Il precedente regolamento (330/2010) non disciplinava direttamente eventuali restrizioni sulle vendite online e tali tematiche erano state sviluppate unicamente attraverso un’importante evoluzione giurisprudenziale, tra cui spiccano due sentenze della Corte di Giustizia considerate pietre miliari nel settore.

In questo articolo si analizzeranno brevemente i principali impatti che le nuove normative possono avere sulle vendite online nei diversi sistemi distributivi, ossia esclusivo, selettivo e libero, con l’obiettivo di fornire una panoramica generale (evitando eccessivi tecnicismi) e aiutare gli operatori del settore a orientarsi in un contesto sempre in evoluzione e tutt’altro che lineare.

1. Le vendite online nel precedente regolamento 330/2010.

Come accennato, in assenza di una disciplina legislativa, la Corte di Giustizia ha contribuito a regolamentare una tematica assai importante attraverso due sentenze, che sono tuttora attuali e aiutano a interpretare anche la novella introdotta dal vigente regolamento.

La prima, del 13 ottobre 2011, relativa al caso Pierre Fabre.[1] In tale circostanza, la società produttrice di cosmetici e prodotti per l’igiene personale aveva adottato un sistema di distribuzione selettiva che imponeva la presenza fisica e permanente di un farmacista laureato nel punto vendita, al fine di fornire una consulenza adeguata ai consumatori. Quindi la società non aveva direttamente vietato la vendita online, ma l’aveva resa di fatto impraticabile subordinandola a una condizione irrealizzabile. La Corte ha stabilito che tale disposizione comportava (di fatto) un divieto assoluto di utilizzare Internet, ritenendo la disposizione contrattuale contraria alle norme sulla libera concorrenza europea e al regolamento antitrust, con l’effetto di rendere nullo l’intero accordo.

[Un blocco di dati]
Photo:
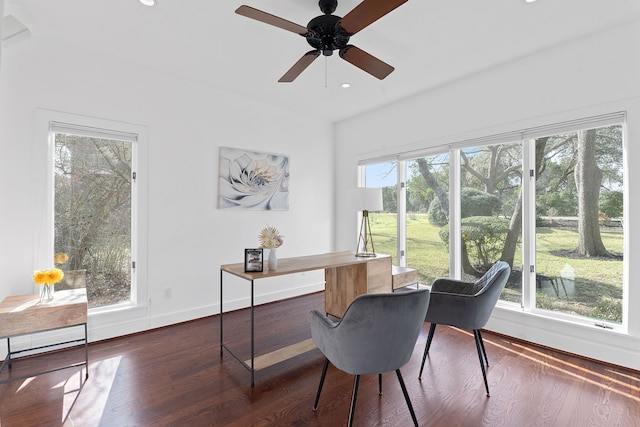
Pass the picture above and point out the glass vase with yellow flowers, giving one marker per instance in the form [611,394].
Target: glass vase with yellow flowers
[47,280]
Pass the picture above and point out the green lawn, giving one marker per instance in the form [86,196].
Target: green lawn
[595,290]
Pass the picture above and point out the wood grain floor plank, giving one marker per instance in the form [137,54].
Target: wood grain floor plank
[175,376]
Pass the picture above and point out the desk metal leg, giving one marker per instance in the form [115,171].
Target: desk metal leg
[221,286]
[252,337]
[251,367]
[9,351]
[86,351]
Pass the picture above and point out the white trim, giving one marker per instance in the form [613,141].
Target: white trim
[48,121]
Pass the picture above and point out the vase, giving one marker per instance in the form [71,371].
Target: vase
[46,292]
[273,259]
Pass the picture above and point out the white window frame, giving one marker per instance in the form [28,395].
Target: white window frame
[527,138]
[46,122]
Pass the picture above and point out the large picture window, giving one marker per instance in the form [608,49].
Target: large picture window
[94,180]
[549,201]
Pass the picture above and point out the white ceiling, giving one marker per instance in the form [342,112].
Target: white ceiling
[429,43]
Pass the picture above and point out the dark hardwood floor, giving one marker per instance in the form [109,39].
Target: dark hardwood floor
[175,376]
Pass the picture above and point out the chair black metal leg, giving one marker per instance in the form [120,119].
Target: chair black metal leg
[406,397]
[352,410]
[324,374]
[484,352]
[432,330]
[479,348]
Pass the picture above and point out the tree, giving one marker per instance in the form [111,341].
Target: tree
[515,225]
[434,184]
[588,178]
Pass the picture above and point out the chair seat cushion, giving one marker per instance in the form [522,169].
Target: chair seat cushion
[459,287]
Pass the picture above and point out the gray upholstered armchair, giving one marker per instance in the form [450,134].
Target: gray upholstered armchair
[466,305]
[377,334]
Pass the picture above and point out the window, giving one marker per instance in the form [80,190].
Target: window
[95,208]
[547,200]
[579,223]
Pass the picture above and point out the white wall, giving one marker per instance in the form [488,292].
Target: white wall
[591,76]
[188,237]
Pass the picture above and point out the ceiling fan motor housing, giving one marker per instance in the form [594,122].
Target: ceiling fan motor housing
[325,35]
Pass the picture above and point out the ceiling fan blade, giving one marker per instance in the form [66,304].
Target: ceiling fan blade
[366,13]
[366,62]
[270,19]
[299,66]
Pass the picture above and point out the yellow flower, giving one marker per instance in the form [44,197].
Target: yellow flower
[48,277]
[40,277]
[60,258]
[55,275]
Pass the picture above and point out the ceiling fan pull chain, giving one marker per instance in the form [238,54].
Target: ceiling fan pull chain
[325,72]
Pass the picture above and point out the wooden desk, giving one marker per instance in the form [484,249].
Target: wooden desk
[24,314]
[346,277]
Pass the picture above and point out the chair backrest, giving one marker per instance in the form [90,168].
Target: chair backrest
[377,333]
[470,311]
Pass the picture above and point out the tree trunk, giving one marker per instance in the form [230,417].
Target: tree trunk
[433,183]
[515,226]
[588,178]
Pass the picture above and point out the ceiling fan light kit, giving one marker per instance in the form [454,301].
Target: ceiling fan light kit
[328,32]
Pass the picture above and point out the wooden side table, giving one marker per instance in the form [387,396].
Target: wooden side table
[24,315]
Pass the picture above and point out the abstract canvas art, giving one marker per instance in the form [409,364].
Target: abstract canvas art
[252,180]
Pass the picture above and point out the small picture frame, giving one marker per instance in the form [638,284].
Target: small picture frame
[252,260]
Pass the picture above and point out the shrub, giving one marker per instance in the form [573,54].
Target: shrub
[473,203]
[484,238]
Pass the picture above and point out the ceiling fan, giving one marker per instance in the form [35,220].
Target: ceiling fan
[326,33]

## COMPITO ASSEGNATO 1
Nel passo sulle vendite online, quale condizione imponeva nel punto vendita il sistema di distribuzione selettiva adottato da Pierre Fabre?
## COMPITO ASSEGNATO 2
Elenca tutti i sistemi distributivi citati nel passo sulle vendite online.
## COMPITO ASSEGNATO 3
Prosegui il passo sulle vendite online dopo la sua ultima frase.
Le voci sono materiale a sé, distinto dal passo.

## RISULTATO 1
La presenza fisica e permanente di un farmacista laureato nel punto vendita.

## RISULTATO 2
Esclusivo, selettivo, libero.

## RISULTATO 3
La seconda sentenza, nota come “Coty Germany”, del 6 dicembre 2017,[2] riguardava l’ammissibilità, in un contratto di distribuzione selettiva, della clausola che vieta ai distributori di utilizzare, per la vendita dei prodotti contrattuali, piattaforme di terzi riconoscibili (come, ad esempio, Amazon), ossia piattaforme che recano un nome diverso da quello dei prodotti del fornitore.

La questione era stata portata davanti al tribunale di Francoforte, il quale aveva deciso che la clausola doveva considerarsi contraria al divieto previsto dall’art. 101(1) e non autorizzabile ai sensi del par. 3 della stessa norma, né in virtù del regolamento di esenzione allora in vigore (330/2010), poiché in contrasto con l’art. 4, lett. b) e c) del medesimo regolamento. In appello, l’Oberlandesgericht Frankfurt ha deciso di sottoporre alla Corte di Giustizia una questione pregiudiziale relativa alla legittimità di tale clausola.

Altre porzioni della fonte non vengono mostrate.